§ **SELECTED TEXT**
"""

All-day dining, like a pancake on a skillet, hit 2017 with a soft smack of a landing that felt right—downright cozy—in the throes of an otherwise uncozy year. High-end, dinner-service chefs loosened their coats and found that the hours of lunch and breakfast fit just fine, while cafes—purveyors of sunrise—crept into the night.
This is where Golda, a colorful new joint in Brooklyn’s Bedford-Stuyvesant neighborhood, comes into focus as an all-day cafe.
Danny Nusbaum, Golda’s owner, is modest when referring to his roots in the “bagel business,” a son of NYC’s long-running Pick-a-Bagel family. Breaking out on his own, he connected most with the city’s wave of specialty coffee customers but found that all-day restaurants with great coffee were in short supply.
“At most restaurants, the food is really delicious, and the beverage program is great, but the coffee is lacking,” and vice-versa, says Nusbaum. “I wanted to combine everything together—chef- and ingredient-driven food and beverage.” He made this happen a few years ago just one subway stop away at Tilda All Day, which had a cult-like following for its forever-brunch menu until it unexpectedly closed due to disputes between Nusbaum and his business partner.

"""

§ **GIVEN INSTRUCTION**
Write out the passage of the article on Golda that begins at the words "This is where" and stops after the words "in short supply.". Draw only on the article when working with the lines.

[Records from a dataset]
"""

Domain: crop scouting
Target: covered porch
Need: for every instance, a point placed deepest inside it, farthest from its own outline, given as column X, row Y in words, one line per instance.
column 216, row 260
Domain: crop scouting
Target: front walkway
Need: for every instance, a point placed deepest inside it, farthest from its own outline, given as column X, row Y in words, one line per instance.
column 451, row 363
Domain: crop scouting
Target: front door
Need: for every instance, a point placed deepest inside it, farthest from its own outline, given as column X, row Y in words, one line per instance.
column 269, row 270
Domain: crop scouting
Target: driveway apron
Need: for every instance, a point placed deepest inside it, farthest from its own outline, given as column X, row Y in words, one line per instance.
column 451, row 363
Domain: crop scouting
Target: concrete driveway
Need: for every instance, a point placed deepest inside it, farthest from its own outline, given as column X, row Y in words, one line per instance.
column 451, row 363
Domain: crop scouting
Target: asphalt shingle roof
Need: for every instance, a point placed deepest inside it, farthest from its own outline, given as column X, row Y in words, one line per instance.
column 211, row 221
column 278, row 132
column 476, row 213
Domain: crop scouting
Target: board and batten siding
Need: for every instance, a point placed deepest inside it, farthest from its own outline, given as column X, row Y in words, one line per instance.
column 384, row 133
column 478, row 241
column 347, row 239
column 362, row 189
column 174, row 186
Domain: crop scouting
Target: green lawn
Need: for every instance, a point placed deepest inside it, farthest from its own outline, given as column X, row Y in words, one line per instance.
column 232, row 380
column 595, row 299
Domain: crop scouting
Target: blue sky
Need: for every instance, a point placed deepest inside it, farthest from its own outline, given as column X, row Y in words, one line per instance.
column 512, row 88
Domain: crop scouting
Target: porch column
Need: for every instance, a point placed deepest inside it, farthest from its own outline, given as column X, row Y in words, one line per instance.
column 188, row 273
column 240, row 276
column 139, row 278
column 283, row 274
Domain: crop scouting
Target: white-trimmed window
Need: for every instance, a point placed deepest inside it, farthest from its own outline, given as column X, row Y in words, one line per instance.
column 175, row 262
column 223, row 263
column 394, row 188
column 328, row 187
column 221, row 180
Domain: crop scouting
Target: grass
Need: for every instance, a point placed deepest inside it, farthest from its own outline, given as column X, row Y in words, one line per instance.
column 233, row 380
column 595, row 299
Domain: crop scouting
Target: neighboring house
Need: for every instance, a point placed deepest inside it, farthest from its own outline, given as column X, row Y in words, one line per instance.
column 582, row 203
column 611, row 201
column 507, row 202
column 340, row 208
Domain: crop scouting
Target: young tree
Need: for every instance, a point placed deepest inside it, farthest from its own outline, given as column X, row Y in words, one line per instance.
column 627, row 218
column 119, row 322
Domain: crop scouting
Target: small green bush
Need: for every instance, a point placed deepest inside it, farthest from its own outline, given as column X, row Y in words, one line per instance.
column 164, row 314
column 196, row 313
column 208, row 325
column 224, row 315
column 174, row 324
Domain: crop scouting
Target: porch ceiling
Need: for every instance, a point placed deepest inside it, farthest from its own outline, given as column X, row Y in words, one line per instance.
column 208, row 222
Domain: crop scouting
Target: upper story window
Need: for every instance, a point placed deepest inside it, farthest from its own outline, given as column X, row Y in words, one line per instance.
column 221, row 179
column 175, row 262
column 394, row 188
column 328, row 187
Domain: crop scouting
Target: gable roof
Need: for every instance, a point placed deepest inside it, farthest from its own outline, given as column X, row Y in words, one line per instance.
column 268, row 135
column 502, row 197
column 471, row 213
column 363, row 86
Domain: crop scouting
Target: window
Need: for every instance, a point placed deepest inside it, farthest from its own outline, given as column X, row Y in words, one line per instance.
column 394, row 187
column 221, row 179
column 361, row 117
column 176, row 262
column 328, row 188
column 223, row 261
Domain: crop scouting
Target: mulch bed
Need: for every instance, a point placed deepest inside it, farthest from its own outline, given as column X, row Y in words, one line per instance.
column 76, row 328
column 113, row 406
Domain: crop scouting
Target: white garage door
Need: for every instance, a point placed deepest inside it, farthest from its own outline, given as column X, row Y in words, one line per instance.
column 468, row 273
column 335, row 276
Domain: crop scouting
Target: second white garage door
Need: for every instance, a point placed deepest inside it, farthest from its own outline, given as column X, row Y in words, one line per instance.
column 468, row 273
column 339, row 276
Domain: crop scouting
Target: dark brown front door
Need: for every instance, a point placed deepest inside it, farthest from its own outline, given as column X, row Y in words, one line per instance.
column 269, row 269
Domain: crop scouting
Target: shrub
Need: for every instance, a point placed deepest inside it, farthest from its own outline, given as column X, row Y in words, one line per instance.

"""

§ **CORRECT OUTPUT**
This is where Golda, a colorful new joint in Brooklyn’s Bedford-Stuyvesant neighborhood, comes into focus as an all-day cafe.
Danny Nusbaum, Golda’s owner, is modest when referring to his roots in the “bagel business,” a son of NYC’s long-running Pick-a-Bagel family. Breaking out on his own, he connected most with the city’s wave of specialty coffee customers but found that all-day restaurants with great coffee were in short supply.